## [Work to complete]
Below are some entries; can you quote all of them exactly?

## [Records shown]
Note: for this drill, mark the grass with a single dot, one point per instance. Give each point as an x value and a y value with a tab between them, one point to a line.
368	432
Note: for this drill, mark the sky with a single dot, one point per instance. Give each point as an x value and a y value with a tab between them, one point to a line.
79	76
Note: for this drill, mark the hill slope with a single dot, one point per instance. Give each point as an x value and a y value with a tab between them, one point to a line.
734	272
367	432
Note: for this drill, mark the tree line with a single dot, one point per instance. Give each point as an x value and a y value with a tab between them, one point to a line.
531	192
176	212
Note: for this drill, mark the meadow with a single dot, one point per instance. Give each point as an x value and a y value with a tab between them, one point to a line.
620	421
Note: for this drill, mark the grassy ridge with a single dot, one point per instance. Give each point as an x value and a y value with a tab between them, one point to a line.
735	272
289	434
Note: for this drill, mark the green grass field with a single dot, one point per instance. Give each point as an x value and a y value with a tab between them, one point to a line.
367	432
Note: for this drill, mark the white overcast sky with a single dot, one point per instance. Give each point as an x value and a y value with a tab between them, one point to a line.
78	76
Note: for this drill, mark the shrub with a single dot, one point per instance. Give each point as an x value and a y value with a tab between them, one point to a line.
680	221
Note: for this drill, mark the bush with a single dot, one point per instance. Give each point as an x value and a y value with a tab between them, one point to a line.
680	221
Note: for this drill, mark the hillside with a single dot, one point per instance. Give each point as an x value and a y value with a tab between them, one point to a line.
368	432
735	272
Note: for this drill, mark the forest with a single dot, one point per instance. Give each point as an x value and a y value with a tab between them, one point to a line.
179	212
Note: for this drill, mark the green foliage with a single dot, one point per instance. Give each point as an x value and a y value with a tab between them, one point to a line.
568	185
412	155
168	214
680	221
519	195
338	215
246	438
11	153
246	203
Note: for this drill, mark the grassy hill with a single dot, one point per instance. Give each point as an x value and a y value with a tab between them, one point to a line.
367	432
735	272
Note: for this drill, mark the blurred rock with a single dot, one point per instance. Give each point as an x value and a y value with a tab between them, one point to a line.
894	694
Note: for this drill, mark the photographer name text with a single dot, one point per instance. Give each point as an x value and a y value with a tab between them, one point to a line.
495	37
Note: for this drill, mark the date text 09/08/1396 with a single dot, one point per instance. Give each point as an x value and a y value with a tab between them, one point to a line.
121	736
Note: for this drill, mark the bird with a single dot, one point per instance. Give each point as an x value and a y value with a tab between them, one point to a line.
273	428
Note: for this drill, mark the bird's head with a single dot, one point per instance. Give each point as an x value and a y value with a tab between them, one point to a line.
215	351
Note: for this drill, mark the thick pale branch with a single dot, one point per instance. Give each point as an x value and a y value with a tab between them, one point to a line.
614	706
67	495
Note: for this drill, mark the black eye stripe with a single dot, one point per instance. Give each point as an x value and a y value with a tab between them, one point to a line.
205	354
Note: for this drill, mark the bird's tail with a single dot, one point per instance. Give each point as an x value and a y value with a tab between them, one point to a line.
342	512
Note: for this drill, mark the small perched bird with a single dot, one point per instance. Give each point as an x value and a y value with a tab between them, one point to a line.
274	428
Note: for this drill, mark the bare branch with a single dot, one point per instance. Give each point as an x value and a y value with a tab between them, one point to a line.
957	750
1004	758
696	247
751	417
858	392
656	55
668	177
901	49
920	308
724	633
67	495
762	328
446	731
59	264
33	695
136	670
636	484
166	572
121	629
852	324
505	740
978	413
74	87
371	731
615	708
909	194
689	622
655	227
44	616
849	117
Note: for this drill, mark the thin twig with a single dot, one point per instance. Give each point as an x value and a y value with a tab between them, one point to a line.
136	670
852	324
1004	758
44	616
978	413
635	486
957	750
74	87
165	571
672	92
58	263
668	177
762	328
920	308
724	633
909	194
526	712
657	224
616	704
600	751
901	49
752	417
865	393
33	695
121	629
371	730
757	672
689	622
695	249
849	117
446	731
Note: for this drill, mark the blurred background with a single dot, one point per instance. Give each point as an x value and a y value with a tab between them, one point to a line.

## [Response to the exercise]
Note: for this drill, mark the grass with a single dot, one point per instance. Give each point as an x value and a y value with a tab between them, one point to a line.
368	432
Note: for this drill, mark the sky with a single dot, one point per instance. Give each point as an x value and a y value with a tab between them, one point to a line.
79	76
Note: for this drill, mark the hill slope with a single dot, one point per instance. Give each point as an x value and a y value with a tab between them, one point to a line.
734	272
367	432
Note: for this drill, mark the tree line with a single dot, one point per instance. Give each point as an x value and a y value with a tab between them, one point to a line.
531	192
176	212
Note: for this drill, mark the meadow with a single dot, one point per instance. Give each point as an x value and a y value with a tab between them, one point to a line.
620	421
Note: for this drill, mark the grassy ridge with a single dot, one point per instance. Give each point as an x value and a y value with a tab between them, one point to a line.
735	272
289	434
Note: for this drill, mark the green grass field with a single dot, one point per instance. Give each point as an x value and a y value with a tab between them, one point to a line.
367	432
Note: for this drill, mark the white overcast sky with a single dot, one point per instance. Give each point as an x value and a y value with a tab between them, one point to a line.
78	76
Note: for this drill, mark the shrub with a single dot, one point per instance. Give each point as an x value and a y value with a tab between them, one point to a line.
680	221
Note: for this drill, mark the bush with a single dot, one point per instance. Give each point as an x value and a y value with a tab between them, one point to a line.
680	221
Note: for this drill, mark the hillside with a single dot, one point per instance. Give each point as an x value and a y value with a tab between them, one point to a line.
368	432
735	272
Note: for this drill, mark the forest with a single dot, one point per instance. Give each point as an x value and a y value with a tab between them, one point to a line.
179	212
Note: for this drill, mark the green foliage with a single dot, one point per instance. Give each point as an x value and a y value with a tab between them, one point to a line.
568	185
412	155
168	214
680	221
519	195
338	215
246	438
11	153
246	203
Note: for this drill, mark the grassy hill with a single dot, one point per instance. Give each point as an x value and a y value with a tab between them, one point to a line.
367	432
735	272
Note: for this drill, mark the blurred rock with a single dot, one point per instance. Give each point as an x value and a y value with a tab between them, one point to a line.
894	694
Note: for this drill, mark the photographer name text with a single dot, one point per instance. Give each point as an x value and a y value with a tab between them, one point to a line.
495	37
Note: for this drill, mark the date text 09/08/1396 with a single dot, one point per instance. Give each point as an x value and a y value with a tab between them, one point to a line.
121	736
Note: for this drill, mark the bird with a single dot, one point per instance. Give each point as an x value and a y value with a tab between them, one point to a line.
273	428
Note: for this drill, mark the bird's head with a single dot, one point per instance. Give each point as an x value and a y value with a tab between them, one point to a line.
215	351
Note: for this drill, mark the thick pale branch with a single dot, one point per instance. Give each point as an x value and a y value with a tab between them, one point to a line.
614	706
67	495
Note: for this drill, mark the black eye stripe with a single dot, one point per instance. Give each point as an x value and a y value with a tab between them, one point to a line.
205	354
Note: for this drill, mark the bird's tail with a single dot, one point per instance. Give each point as an x value and a y value with a tab between them, one point to a line.
342	512
Note: for this drill, mark the small perched bird with a single dot, one point per instance. Give each point as an x value and a y value with a tab between them, one point to a line.
274	428
Note: for this drill, mark the bare branch with a single dot, one point per instance. Give each point as an x value and a y value with a tab between them, one point to a line.
957	750
1004	758
696	247
751	417
858	392
656	55
668	177
901	49
920	308
724	633
67	495
762	328
446	731
59	264
33	695
136	670
636	484
166	572
121	629
852	324
505	740
978	413
74	87
371	731
615	708
909	194
689	622
655	227
44	616
849	117
Note: for this drill, mark the thin twig with a single dot, one point per instance. Give each point as an x value and a y value with a tab between them, one point to a line.
136	670
852	324
1004	758
44	616
978	413
635	486
957	750
74	87
165	571
672	92
58	263
668	177
762	328
920	308
724	633
909	194
526	712
657	224
616	704
600	751
901	49
752	417
865	393
33	695
121	629
371	730
757	672
689	622
695	249
849	117
446	731
Note: for this drill, mark the blurred background with a single dot, one point per instance. Give each point as an x value and a y value with a tab between them, one point to a line.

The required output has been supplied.